**Reading text:**
<<<<

Personal information
- Date of birth: 25 January 2001 (age 25)
- Place of birth: Sant'Elena, Italy
- Height: 1.89 m (6 ft 2 in)
- Position: Forward

Team information
- Current team: Padova
- Number: 9

Youth career
- Padova
- 2019–2020: → Genoa (loan)
- 2020–2021: → SPAL (loan)

Senior career*
- Years: Team / Apps / (Gls)
- 2019–2022: Padova / 2 / (0)
- 2019–2020: → Genoa (loan) / 0 / (0)
- 2020–2021: → SPAL (loan) / 8 / (0)
- 2021–2022: → Catania (loan) / 19 / (20)
- 2022–2026: Sassuolo / 39 / (7)
- 2022: → Catania (loan) / 25 / (21)
- 2022: → Frosinone (loan) / 34 / (6)
- 2023–2024: → Spezia (loan) / 26 / (4)
- 2026–: Padova / 0 / (0)

International career^{‡}
- 2021–2022: Italy U20 / 4 / (1)
- 2022: Italy U21 / 1 / (0)

= Luca Moro (footballer) =

Italian footballer (born 2001)

>>>>

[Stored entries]

<<<<

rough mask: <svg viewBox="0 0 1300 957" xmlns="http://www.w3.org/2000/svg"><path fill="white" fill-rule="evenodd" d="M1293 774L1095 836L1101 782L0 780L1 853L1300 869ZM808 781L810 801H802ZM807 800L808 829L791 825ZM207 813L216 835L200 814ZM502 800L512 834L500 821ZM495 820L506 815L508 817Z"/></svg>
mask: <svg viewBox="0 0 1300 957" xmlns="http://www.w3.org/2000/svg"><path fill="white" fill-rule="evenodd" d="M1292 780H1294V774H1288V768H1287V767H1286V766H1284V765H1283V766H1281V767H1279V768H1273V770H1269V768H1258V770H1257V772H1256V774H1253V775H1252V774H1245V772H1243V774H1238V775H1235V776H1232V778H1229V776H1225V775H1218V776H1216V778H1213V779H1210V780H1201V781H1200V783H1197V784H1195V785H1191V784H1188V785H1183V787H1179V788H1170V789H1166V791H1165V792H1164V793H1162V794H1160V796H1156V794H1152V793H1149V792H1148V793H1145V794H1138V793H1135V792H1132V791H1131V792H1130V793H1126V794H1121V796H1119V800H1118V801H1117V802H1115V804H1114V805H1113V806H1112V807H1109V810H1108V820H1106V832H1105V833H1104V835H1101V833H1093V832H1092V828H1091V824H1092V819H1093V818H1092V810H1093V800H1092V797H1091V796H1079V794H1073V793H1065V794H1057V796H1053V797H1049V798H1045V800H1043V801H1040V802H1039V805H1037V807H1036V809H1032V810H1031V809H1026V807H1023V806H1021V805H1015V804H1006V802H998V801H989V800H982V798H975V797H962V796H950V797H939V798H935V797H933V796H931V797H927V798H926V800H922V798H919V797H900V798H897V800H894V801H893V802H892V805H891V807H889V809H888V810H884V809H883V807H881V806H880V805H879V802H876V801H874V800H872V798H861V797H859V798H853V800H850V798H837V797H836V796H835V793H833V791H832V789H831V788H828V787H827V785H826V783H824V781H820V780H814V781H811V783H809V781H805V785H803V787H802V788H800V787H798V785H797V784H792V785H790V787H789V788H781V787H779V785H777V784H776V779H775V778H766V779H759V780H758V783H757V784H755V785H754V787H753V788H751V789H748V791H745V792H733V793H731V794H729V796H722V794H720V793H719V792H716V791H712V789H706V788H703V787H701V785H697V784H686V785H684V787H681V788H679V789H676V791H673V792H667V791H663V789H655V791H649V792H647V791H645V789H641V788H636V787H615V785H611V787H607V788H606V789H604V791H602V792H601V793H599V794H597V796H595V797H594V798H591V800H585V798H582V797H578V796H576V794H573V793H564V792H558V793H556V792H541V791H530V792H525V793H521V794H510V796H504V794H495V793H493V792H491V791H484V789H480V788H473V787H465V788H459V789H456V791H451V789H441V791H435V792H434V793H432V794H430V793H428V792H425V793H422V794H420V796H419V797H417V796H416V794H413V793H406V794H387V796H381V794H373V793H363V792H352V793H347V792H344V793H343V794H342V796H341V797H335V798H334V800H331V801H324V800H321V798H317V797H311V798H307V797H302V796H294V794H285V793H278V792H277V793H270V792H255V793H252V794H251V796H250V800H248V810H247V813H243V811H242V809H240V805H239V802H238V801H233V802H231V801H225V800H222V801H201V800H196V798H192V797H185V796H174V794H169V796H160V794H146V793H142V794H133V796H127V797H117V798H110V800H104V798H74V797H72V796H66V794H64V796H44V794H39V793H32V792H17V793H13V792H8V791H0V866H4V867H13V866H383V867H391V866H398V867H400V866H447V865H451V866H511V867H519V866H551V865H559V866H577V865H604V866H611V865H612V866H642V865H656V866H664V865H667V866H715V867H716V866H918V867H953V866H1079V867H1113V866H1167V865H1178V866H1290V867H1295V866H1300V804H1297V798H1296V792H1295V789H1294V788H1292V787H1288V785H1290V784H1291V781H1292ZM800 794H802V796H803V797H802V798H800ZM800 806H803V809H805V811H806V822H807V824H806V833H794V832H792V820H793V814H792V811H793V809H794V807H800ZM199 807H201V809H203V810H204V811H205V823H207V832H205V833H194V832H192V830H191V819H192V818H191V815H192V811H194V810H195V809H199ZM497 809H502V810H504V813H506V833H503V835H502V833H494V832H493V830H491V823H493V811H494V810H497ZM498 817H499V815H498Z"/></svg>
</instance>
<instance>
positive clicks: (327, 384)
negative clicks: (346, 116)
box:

>>>>

**Tasks:**
(A) Repeat the Luca Moro profile from "- 2022: → Frosinone" up to and including "U20 / 4 / (1)".
(B) Proceed with the Luca Moro profile, picking up right after its last line.
These records have nothing to do with the Luca Moro profile.

**Answers in order:**
(A)
- 2022: → Frosinone (loan) / 34 / (6)
- 2023–2024: → Spezia (loan) / 26 / (4)
- 2026–: Padova / 0 / (0)

International career^{‡}
- 2021–2022: Italy U20 / 4 / (1)

(B)
Luca Moro (born 25 January 2001) is an Italian professional footballer who plays as a forward for club Padova.

==Club career==
Moro made his Serie B debut for Padova on 6 April 2019 in a game against Carpi, as an 82nd-minute substitute for Nico Pulzetti.

On 2 September 2019, he was loaned by Genoa and assigned to their Under-19 squad.

On 26 September 2020, he was loaned to SPAL, once again being assigned to the Under-19 squad. He was soon moved to the senior squad and made his debut for SPAL on 24 October 2020 against Vicenza.

On 31 August 2021, he was loaned to Serie C club Catania.

On 31 January 2022, his rights were bought by Sassuolo, who loaned him back to Catania for the remainder of the 2021–22 season. His loan was cut short on 9 April 2022, following Catania's exclusion from the Serie C league due to financial issues.

On 4 July 2022, Moro was loaned to Frosinone for the 2022–23 season.

On 18 July 2023, Moro joined Spezia on loan.